面向复杂多任务的异构无人机集群分组调配

doi:10.12305/j.issn.1001-506X.2024.03.23

摘要/Abstract

摘要：

针对复杂多任务下的异构无人机(unmanned aerial vehicle, UAV)集群分组调配问题, 提出一种基于改进K均值和延迟接受(deferred-acceptance, DA)算法的先聚类后匹配方法。在任务聚类分组环节, 通过离群点检测和固定初始聚类中心的方法来提高K-means聚类的精度, 并设计余量裕度下的分组均衡性调整策略, 在最优性的前提下提高分组的均衡性。在集群匹配分组环节, 改进了DA算法, 通过任务倾向的偏好列表快速生成预中选方案, 并设计两阶段冲突消除来保证匹配的稳定性和收敛性。仿真实验表明, 所提方法能够快速有效地解决复杂多任务下的UAV集群分组调配问题, 具备良好的最优性和时效性。

关键词: 异构无人机集群, 分组调配, 聚类, 延迟接受算法, 稳定匹配

Abstract:

A method of clustering before matching based on the improved K-means and deferred-acceptance (DA) algorithm is presented to solve the group deployment problem of heterogeneous unmanned aerial vehicle (UAV) swarm for complex multiple tasks. During the task clustering grouping stage, the approach of outlier detection and fixed initial cluster centers is exploited to increase the K-means clustering accuracy, and the grouping equalization adjustment strategy under margin is designed to enhance the grouping equalization based on the optimality condition. In the swarm grouping stage of matching, DA algorithm is developed by the preference list of task preferences to quickly generate a pre-selected scheme, and a two-stage conflict resolution is designed to ensure the matching stability and convergence. The simulation results show that the proposed method can solve the UAV swarm grouping deployment problem for complex multiple tasks quickly and effectively, and possess good optimality and timeliness.

▶ **数据集**
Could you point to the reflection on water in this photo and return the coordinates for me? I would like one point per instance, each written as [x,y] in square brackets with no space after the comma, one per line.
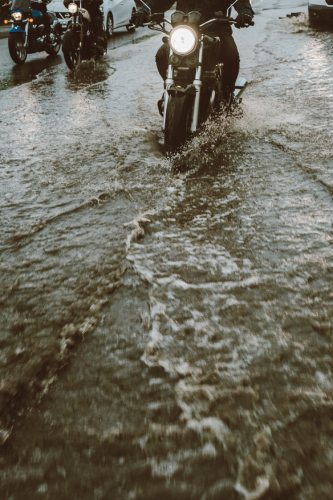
[22,73]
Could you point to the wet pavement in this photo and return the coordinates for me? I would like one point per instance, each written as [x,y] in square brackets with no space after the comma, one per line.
[167,324]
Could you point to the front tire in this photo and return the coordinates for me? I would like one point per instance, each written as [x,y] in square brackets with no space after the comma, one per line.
[53,49]
[18,52]
[177,122]
[71,49]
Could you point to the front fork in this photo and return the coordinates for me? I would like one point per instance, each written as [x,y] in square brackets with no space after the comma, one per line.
[26,29]
[197,83]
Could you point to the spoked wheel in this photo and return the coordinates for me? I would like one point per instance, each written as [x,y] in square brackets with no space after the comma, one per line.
[109,25]
[53,49]
[71,49]
[177,122]
[131,27]
[17,50]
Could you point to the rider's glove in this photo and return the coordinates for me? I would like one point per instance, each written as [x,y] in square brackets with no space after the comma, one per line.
[243,20]
[139,17]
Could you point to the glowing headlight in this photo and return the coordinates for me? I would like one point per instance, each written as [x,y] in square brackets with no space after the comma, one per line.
[73,8]
[183,40]
[17,16]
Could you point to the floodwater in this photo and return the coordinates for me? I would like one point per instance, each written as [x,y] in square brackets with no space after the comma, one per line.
[166,325]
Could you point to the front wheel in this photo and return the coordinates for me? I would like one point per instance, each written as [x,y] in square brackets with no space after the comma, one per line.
[17,50]
[71,49]
[53,49]
[177,121]
[131,27]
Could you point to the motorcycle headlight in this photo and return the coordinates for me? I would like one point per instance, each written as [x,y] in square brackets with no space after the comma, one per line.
[73,8]
[183,40]
[17,16]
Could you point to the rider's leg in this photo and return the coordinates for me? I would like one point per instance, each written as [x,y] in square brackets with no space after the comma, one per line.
[162,56]
[97,26]
[230,57]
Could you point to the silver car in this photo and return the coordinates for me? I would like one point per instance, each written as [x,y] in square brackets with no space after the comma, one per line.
[320,11]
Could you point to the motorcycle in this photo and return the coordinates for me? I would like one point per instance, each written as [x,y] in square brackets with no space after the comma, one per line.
[193,86]
[27,34]
[79,43]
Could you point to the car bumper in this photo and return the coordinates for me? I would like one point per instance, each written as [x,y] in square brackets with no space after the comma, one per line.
[321,13]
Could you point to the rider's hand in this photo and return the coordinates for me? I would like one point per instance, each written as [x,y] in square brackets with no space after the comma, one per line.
[139,17]
[243,20]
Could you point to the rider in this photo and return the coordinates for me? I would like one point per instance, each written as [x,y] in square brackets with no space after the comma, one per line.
[96,15]
[42,7]
[226,51]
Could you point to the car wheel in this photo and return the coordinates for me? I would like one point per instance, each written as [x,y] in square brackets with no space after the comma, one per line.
[109,25]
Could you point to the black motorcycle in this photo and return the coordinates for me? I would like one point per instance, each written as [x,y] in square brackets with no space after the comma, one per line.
[79,40]
[27,34]
[193,86]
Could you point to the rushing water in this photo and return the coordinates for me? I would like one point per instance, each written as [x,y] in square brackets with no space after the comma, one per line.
[175,315]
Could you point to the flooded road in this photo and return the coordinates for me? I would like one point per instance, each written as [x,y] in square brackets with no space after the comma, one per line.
[166,325]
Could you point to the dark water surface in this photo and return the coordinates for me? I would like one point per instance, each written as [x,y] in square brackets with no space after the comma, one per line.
[176,316]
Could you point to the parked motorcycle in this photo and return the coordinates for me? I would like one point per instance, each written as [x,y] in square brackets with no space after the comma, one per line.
[79,41]
[27,34]
[193,87]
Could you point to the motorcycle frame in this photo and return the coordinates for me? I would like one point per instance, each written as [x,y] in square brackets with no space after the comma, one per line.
[197,84]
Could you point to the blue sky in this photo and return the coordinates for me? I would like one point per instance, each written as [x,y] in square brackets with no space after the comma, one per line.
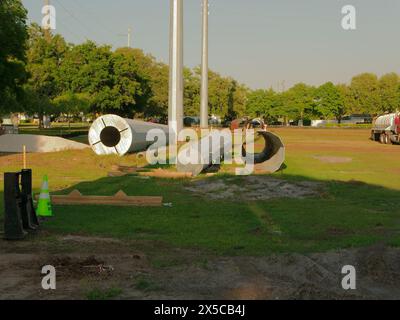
[259,42]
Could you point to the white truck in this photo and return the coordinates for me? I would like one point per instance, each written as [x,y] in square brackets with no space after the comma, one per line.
[386,129]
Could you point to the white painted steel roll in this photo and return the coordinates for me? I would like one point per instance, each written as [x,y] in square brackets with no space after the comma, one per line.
[111,134]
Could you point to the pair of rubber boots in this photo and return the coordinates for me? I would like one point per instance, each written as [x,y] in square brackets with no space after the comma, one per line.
[20,215]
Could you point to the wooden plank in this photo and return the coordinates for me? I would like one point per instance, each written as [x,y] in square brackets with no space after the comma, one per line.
[120,199]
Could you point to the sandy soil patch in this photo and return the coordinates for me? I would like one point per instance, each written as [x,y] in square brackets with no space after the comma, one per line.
[252,188]
[288,276]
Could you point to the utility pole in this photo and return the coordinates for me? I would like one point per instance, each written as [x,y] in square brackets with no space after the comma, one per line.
[47,34]
[204,68]
[175,109]
[129,36]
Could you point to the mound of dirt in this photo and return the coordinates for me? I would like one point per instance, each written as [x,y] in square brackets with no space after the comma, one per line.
[13,143]
[327,159]
[253,188]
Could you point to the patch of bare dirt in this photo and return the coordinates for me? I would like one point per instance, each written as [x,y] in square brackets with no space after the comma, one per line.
[288,276]
[253,188]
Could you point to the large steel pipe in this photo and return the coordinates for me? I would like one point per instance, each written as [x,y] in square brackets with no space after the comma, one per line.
[272,158]
[111,134]
[199,155]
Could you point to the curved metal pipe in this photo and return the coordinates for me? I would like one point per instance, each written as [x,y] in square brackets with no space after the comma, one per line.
[272,157]
[269,160]
[111,134]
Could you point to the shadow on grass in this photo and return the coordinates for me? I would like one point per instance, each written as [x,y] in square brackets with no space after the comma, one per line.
[343,215]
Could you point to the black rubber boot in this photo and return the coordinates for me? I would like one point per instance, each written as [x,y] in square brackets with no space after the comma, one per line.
[13,226]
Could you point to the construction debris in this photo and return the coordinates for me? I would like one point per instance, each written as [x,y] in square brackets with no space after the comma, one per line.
[120,199]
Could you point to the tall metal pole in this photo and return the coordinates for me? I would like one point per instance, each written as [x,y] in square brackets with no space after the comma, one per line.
[47,33]
[204,70]
[175,112]
[129,37]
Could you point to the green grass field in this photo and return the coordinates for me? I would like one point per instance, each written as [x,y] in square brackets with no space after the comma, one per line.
[359,205]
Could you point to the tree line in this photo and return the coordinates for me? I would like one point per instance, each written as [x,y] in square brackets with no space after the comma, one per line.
[40,73]
[366,94]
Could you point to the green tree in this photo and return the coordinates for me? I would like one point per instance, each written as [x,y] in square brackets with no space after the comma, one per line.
[365,94]
[330,102]
[71,104]
[299,101]
[45,56]
[13,36]
[389,87]
[262,103]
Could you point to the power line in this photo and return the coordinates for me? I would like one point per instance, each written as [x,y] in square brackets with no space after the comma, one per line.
[96,19]
[74,17]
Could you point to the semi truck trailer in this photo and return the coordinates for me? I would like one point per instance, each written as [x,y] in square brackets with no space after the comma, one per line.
[386,129]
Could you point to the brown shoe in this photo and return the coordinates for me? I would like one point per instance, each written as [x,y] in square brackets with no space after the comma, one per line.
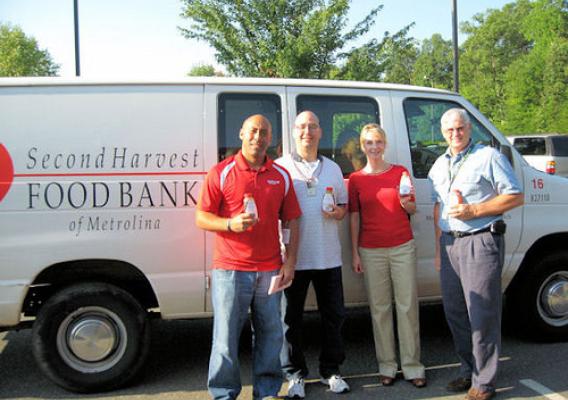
[476,394]
[386,380]
[418,382]
[459,385]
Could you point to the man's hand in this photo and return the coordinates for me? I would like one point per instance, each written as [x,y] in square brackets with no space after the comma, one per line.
[356,263]
[287,272]
[337,213]
[462,212]
[242,222]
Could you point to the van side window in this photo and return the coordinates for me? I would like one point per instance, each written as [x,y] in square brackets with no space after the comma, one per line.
[234,108]
[425,135]
[341,120]
[530,146]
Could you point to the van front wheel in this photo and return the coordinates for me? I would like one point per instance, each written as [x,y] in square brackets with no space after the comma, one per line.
[540,300]
[91,338]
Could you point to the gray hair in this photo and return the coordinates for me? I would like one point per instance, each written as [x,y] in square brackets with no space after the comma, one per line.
[463,114]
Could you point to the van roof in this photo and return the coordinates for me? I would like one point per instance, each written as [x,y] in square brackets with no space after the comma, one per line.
[58,81]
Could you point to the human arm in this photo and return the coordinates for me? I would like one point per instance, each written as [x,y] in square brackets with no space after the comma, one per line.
[437,234]
[289,266]
[354,223]
[495,206]
[408,204]
[214,223]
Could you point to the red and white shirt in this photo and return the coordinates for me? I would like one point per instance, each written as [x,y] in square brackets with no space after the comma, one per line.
[222,194]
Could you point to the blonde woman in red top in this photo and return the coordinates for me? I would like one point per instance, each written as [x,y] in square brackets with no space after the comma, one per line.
[384,252]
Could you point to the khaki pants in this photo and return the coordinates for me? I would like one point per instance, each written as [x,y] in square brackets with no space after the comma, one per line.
[389,271]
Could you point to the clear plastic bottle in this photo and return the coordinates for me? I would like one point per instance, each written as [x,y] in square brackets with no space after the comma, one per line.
[455,198]
[405,186]
[328,200]
[250,205]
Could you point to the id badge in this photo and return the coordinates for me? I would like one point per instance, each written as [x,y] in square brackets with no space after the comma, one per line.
[312,187]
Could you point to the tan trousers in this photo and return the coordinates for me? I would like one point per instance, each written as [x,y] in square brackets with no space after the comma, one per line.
[389,271]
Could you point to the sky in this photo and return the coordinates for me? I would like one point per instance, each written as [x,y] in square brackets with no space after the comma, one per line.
[141,39]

▶ **任务清单**
1. 请将给定文本中以“针对复杂多任务下的异构无人机”开头的段落精简为要点列表，并保留其主要事实。
2. 请写出无人机集群分组调配一文在其末句之后的后续内容。

▶ **书面答复**
1.
- 研究问题：复杂多任务下异构无人机集群的分组调配。
- 总体方法：基于改进K均值和延迟接受（DA）算法的先聚类后匹配方法。
- 任务聚类分组：借助离群点检测和固定初始聚类中心提高K-means聚类精度；设计余量裕度下的分组均衡性调整策略，在最优性前提下提高分组均衡性。
- 集群匹配分组：改进DA算法，通过任务倾向的偏好列表快速生成预中选方案；设计两阶段冲突消除，保证匹配的稳定性和收敛性。
- 仿真结果：该方法能快速有效地解决上述问题，具备良好的最优性和时效性。

2.
Key words: heterogeneous unmanned aerial vehicle (UAV) swarm, group deployment, clustering, deferred-acceptance algorithm, stable matching

中图分类号:

TP29

高程, 都延丽, 步雨浓, 刘燕斌, 王宇飞. 面向复杂多任务的异构无人机集群分组调配[J]. 系统工程与电子技术, 2024, 46(3): 972-981.

Cheng GAO, Yanli DU, Yunong BU, Yanbin LIU, Yufei WANG. Heterogeneous UAV swarm grouping deployment for complex multiple tasks[J]. Systems Engineering and Electronics, 2024, 46(3): 972-981.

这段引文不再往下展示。